— Directive a —
Answer these from the competitor analysis excerpt:
(i) What does the study seek to identify about competitors?
(ii) What two kinds of strategic context does the competitive analysis provide?
(iii) Which four strategy activities does profiling support?

— Excerpt —
A competitor analysis, which is an essential element of corporate strategy, is a technique used to assess outside competitors (potential and current). The study seeks to identify the strengths and weaknesses of these competitors and use the knowledge gained, to improve endeavors within the company. Its goal is to create a profile of the kind of strategy changes each rival may take, each rival’s possible reaction to possible environmental shifts and industry changes, and each rival’s probable response to the variety of probable strategic moves other firms or companies could make. Thus, your competitor analysis should enable you to come up with the tactics and strategies essential for ensuring profitable and consistent transfer of market share from particular competitors to your company or firm.

The competitive analysis gives a defensive and offensive strategic context to spot both opportunities and threats. Profiling combines all of the pertinent sources of competitor analysis into a single structure in the support of effective and efficient strategy formulation, implementation, adjustment, and monitoring.

— Directive b —
Which lines in the entries below contain the string "aircraft"? Extract each of them, and treat case as significant.

— Information provided —
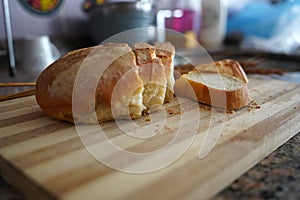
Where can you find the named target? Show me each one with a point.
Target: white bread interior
(152, 72)
(166, 52)
(55, 85)
(220, 84)
(123, 90)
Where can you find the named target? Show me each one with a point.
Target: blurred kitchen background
(37, 32)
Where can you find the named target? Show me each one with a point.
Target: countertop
(275, 177)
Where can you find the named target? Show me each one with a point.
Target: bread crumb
(172, 112)
(230, 111)
(253, 105)
(148, 119)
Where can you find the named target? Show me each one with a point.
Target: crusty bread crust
(55, 85)
(234, 98)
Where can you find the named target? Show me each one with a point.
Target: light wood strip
(16, 102)
(114, 179)
(55, 148)
(18, 112)
(61, 186)
(25, 126)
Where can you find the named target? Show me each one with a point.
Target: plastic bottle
(214, 19)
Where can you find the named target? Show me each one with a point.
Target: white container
(214, 20)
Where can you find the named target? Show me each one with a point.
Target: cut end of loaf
(215, 86)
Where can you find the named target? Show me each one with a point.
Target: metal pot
(109, 19)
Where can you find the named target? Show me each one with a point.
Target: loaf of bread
(109, 83)
(166, 52)
(220, 84)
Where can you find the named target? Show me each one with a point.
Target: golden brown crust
(227, 66)
(224, 98)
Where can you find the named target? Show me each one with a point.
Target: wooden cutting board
(46, 159)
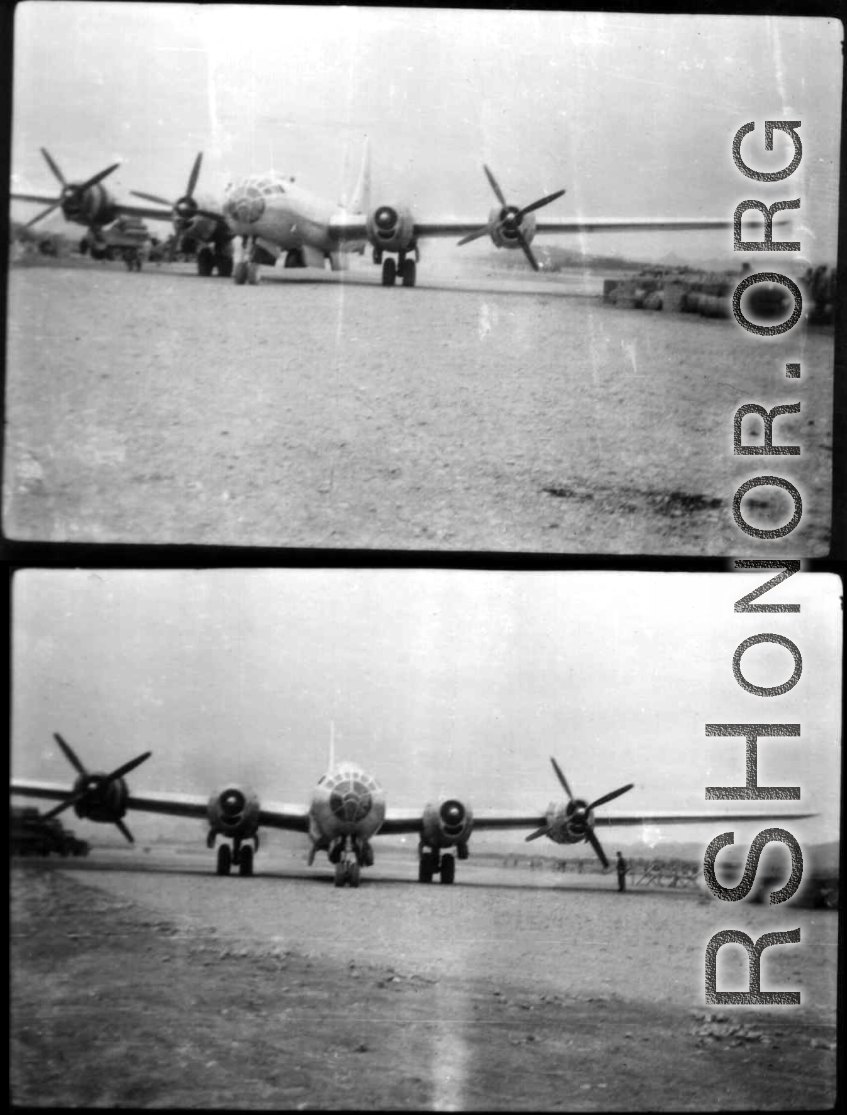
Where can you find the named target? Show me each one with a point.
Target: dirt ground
(117, 1002)
(509, 415)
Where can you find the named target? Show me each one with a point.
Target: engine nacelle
(446, 823)
(568, 824)
(233, 812)
(391, 228)
(504, 226)
(104, 801)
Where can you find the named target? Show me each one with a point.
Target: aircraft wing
(697, 818)
(147, 212)
(140, 211)
(353, 226)
(33, 197)
(409, 821)
(173, 805)
(192, 805)
(51, 791)
(399, 822)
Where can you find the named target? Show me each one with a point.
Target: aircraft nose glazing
(244, 204)
(350, 801)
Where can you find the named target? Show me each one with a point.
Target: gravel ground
(186, 990)
(480, 415)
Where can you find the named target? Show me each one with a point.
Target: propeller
(90, 791)
(577, 814)
(71, 194)
(184, 209)
(510, 217)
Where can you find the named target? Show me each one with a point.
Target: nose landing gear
(240, 855)
(246, 264)
(349, 859)
(430, 864)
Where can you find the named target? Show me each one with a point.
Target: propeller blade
(562, 777)
(194, 175)
(539, 203)
(595, 844)
(495, 187)
(69, 755)
(52, 166)
(474, 235)
(527, 251)
(44, 213)
(152, 197)
(609, 797)
(127, 767)
(99, 177)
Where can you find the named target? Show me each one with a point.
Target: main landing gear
(240, 855)
(430, 864)
(403, 268)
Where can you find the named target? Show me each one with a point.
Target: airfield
(479, 411)
(140, 978)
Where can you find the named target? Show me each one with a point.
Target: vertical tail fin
(360, 201)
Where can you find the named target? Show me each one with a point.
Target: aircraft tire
(205, 262)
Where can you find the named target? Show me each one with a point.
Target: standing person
(621, 868)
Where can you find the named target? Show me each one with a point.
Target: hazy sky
(440, 682)
(633, 114)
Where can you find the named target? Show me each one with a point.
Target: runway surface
(476, 413)
(560, 936)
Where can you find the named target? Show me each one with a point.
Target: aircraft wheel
(245, 861)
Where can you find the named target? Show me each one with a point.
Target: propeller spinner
(97, 796)
(577, 815)
(71, 196)
(509, 220)
(184, 209)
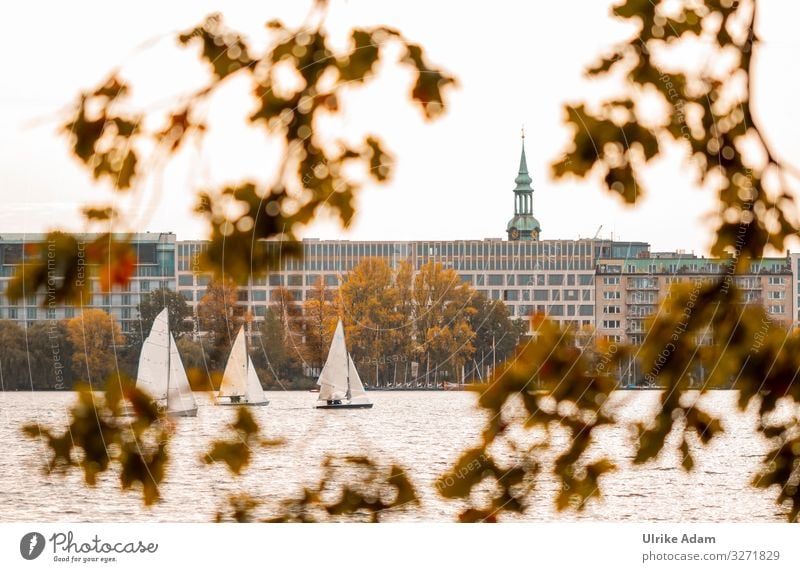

— Correct response a —
(i) The strengths and weaknesses of these competitors.
(ii) A defensive and an offensive strategic context.
(iii) Strategy formulation, implementation, adjustment, and monitoring.

— Correct response b —
Target: aircraft wing
Target: aircraft nose glazing
Target: aircraft tire
Target: aircraft wheel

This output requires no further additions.